### Exercise details
Only an exact repetition of the lines from the one that holds "the black fence" to the end of the records is wanted.

### Extracted data
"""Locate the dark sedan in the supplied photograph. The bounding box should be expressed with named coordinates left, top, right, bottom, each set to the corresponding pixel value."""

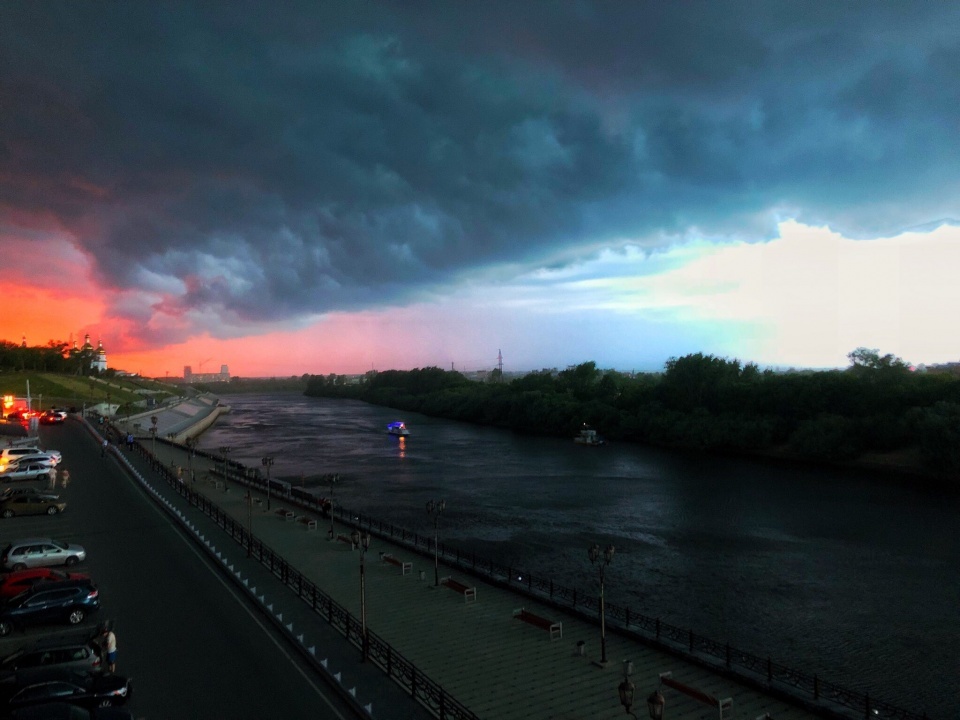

left=11, top=702, right=134, bottom=719
left=0, top=669, right=131, bottom=712
left=0, top=496, right=66, bottom=519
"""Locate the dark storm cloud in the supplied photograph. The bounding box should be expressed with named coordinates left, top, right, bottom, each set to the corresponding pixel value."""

left=1, top=1, right=958, bottom=342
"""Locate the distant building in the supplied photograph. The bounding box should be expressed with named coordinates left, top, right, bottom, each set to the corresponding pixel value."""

left=183, top=364, right=230, bottom=384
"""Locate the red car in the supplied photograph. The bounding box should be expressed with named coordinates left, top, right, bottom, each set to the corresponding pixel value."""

left=0, top=568, right=90, bottom=599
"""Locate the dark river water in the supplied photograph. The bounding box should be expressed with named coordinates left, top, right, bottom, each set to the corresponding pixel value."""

left=195, top=392, right=958, bottom=717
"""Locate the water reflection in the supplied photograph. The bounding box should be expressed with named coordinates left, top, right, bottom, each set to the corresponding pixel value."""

left=198, top=392, right=957, bottom=716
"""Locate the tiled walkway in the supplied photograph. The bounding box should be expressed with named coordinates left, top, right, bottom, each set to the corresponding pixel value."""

left=120, top=414, right=834, bottom=720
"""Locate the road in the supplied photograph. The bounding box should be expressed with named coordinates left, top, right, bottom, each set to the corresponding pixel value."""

left=0, top=421, right=364, bottom=719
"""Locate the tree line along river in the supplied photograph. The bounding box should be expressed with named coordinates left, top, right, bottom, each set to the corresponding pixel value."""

left=194, top=392, right=957, bottom=718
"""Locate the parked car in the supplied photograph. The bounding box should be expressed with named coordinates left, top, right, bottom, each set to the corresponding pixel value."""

left=1, top=540, right=86, bottom=571
left=0, top=465, right=55, bottom=483
left=0, top=669, right=129, bottom=712
left=0, top=582, right=99, bottom=638
left=0, top=495, right=66, bottom=519
left=0, top=569, right=89, bottom=600
left=0, top=449, right=62, bottom=465
left=0, top=580, right=100, bottom=636
left=11, top=701, right=134, bottom=720
left=0, top=488, right=53, bottom=501
left=0, top=634, right=102, bottom=673
left=0, top=456, right=58, bottom=470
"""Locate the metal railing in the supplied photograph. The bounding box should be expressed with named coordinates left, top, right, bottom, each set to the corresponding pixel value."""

left=132, top=440, right=477, bottom=720
left=162, top=437, right=929, bottom=720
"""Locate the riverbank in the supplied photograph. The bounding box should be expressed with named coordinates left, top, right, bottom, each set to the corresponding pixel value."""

left=117, top=392, right=230, bottom=443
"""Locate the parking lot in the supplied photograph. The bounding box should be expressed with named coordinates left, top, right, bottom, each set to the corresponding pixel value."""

left=0, top=420, right=382, bottom=719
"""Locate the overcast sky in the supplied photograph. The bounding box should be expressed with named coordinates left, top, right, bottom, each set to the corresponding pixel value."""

left=2, top=2, right=958, bottom=377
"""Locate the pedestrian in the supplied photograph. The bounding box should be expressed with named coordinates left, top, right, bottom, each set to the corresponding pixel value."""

left=126, top=433, right=133, bottom=450
left=101, top=439, right=108, bottom=457
left=101, top=625, right=117, bottom=673
left=60, top=469, right=70, bottom=489
left=47, top=467, right=56, bottom=490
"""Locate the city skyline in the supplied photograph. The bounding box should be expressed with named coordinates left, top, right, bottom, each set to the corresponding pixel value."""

left=3, top=4, right=959, bottom=378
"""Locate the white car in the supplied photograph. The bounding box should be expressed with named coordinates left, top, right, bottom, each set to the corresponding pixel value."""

left=0, top=454, right=57, bottom=469
left=0, top=447, right=61, bottom=465
left=0, top=464, right=53, bottom=482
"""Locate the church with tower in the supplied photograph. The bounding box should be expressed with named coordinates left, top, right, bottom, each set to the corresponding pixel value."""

left=75, top=333, right=108, bottom=372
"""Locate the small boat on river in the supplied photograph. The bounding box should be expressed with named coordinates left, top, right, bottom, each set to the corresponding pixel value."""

left=574, top=424, right=605, bottom=446
left=387, top=421, right=410, bottom=436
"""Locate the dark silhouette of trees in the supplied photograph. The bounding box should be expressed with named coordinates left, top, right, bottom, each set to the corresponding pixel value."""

left=305, top=354, right=960, bottom=483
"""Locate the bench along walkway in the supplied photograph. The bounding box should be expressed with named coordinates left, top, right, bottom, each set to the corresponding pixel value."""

left=440, top=576, right=477, bottom=603
left=380, top=552, right=412, bottom=575
left=139, top=437, right=855, bottom=720
left=513, top=607, right=562, bottom=640
left=659, top=671, right=734, bottom=720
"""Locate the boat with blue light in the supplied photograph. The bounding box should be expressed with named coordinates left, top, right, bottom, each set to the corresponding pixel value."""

left=387, top=421, right=410, bottom=436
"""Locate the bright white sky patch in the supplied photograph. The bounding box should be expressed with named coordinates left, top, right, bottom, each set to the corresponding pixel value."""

left=491, top=221, right=960, bottom=369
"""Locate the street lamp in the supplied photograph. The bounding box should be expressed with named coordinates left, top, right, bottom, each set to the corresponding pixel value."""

left=261, top=456, right=274, bottom=510
left=150, top=416, right=158, bottom=457
left=588, top=542, right=615, bottom=666
left=245, top=490, right=254, bottom=557
left=327, top=474, right=337, bottom=539
left=218, top=446, right=232, bottom=491
left=425, top=500, right=445, bottom=587
left=185, top=437, right=197, bottom=482
left=350, top=529, right=372, bottom=661
left=618, top=677, right=637, bottom=718
left=646, top=689, right=665, bottom=720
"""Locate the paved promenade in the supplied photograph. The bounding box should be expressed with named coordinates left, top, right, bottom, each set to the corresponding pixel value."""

left=108, top=412, right=841, bottom=720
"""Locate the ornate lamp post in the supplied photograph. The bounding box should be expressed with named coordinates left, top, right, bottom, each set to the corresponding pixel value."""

left=149, top=416, right=158, bottom=457
left=646, top=689, right=665, bottom=719
left=350, top=529, right=372, bottom=661
left=588, top=542, right=615, bottom=666
left=425, top=500, right=445, bottom=587
left=245, top=490, right=254, bottom=558
left=618, top=677, right=637, bottom=718
left=261, top=456, right=274, bottom=510
left=186, top=437, right=197, bottom=482
left=618, top=660, right=664, bottom=719
left=327, top=474, right=337, bottom=539
left=218, top=446, right=232, bottom=491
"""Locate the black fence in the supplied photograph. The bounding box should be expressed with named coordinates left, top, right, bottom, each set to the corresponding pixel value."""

left=114, top=434, right=479, bottom=720
left=161, top=437, right=927, bottom=720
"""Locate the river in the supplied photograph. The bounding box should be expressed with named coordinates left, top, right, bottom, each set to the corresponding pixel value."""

### Expected output
"""Locate the black fence in the supplied photograph. The bounding box should be expressed with named coordinates left, top, right, bottom, each set to the corresponding pixel value."""

left=114, top=434, right=479, bottom=720
left=161, top=437, right=927, bottom=720
"""Locate the river in the supplied photograph. The bounding box should be expressed with named coordinates left, top, right, bottom, each set to the corresponding pixel value."""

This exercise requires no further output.